* **EXCERPT PROVIDED**:
"""

1974 UEFA European Under 23 Championship

Tournament details
- Teams: 21 (from 1 confederation)

Final positions
- Champions: Hungary U-23 (1st title)
- Runners-up: East Germany U-23
- Semifinalists: Poland U-23; Soviet Union U-23;

Tournament statistics
- Matches played: 50
- Goals scored: 136 (2.72 per match)

= 1974 UEFA European Under-23 Championship =

The 1974 UEFA European Under-23 Championship, which spanned two years (1972–74) had 21 entrants. Hungary U-23 won the competition.

The 21 national teams were divided into eight groups (five groups of 3 + three group of 2). The group winners played off against each other on a two-legged home-and-away basis until the winner was decided. There was no finals tournament or 3rd-place playoff.

== Qualifying stage ==

===Draw===
The allocation of teams into qualifying groups was based on that of 1974 FIFA World Cup qualification with several changes, reflecting the absence of some nations:
- Group 1 did not include Hungary (moved to Group 7) and Malta, but included Czechoslovakia (moved from Group 8)
- Group 2 did not include Switzerland and Luxembourg
- Group 3 did not include Belgium and Iceland
- Group 4 did not include Finland (moved to Group 8)
- Group 5 did not include England and Wales, but included Denmark (moved from Group 8) and West Germany (who did not participate in World Cup qualification)
- Group 6 did not include Northern Ireland and Cyprus
- Group 7 did not include Spain, but included Hungary (moved from Group 1)
- Group 8 (based on World Cup qualifying Group 9) did not include Republic of Ireland, but included Finland (moved from Group 4)

"""

* **PROVIDED MATERIAL**:
"""

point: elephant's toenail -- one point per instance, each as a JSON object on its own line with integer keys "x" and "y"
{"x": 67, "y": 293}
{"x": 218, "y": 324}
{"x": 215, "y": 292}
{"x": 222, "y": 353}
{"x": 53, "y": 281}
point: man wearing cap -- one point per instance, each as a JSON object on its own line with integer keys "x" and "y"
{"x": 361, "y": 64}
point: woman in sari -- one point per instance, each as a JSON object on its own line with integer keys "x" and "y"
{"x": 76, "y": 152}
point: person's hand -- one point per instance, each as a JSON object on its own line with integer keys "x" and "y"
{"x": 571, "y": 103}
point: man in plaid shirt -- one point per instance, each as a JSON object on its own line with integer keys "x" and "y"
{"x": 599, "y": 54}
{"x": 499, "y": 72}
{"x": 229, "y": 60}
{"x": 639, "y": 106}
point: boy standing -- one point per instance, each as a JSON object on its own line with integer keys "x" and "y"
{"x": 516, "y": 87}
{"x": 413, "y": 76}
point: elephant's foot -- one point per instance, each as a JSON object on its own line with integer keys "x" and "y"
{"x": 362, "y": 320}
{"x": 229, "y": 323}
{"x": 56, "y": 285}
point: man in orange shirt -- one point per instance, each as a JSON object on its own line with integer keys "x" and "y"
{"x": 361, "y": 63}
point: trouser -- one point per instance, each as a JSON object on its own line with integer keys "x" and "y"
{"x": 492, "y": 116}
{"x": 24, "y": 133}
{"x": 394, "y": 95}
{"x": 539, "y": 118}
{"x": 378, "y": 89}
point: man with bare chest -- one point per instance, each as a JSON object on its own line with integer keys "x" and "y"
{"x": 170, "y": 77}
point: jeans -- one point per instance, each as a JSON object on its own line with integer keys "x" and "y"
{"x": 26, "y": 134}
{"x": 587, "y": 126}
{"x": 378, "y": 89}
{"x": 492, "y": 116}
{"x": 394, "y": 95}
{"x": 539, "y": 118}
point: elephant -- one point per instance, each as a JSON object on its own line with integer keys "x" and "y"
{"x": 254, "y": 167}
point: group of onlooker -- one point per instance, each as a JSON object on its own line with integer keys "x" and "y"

"""

* **TASK INSTRUCTIONS**:
Copy the passage of the 1974 Under-23 Championship text between "Tournament statistics" and "or 3rd-place playoff.", inclusive.

* **COMPLETED TASK**:
Tournament statistics
- Matches played: 50
- Goals scored: 136 (2.72 per match)

= 1974 UEFA European Under-23 Championship =

The 1974 UEFA European Under-23 Championship, which spanned two years (1972–74) had 21 entrants. Hungary U-23 won the competition.

The 21 national teams were divided into eight groups (five groups of 3 + three group of 2). The group winners played off against each other on a two-legged home-and-away basis until the winner was decided. There was no finals tournament or 3rd-place playoff.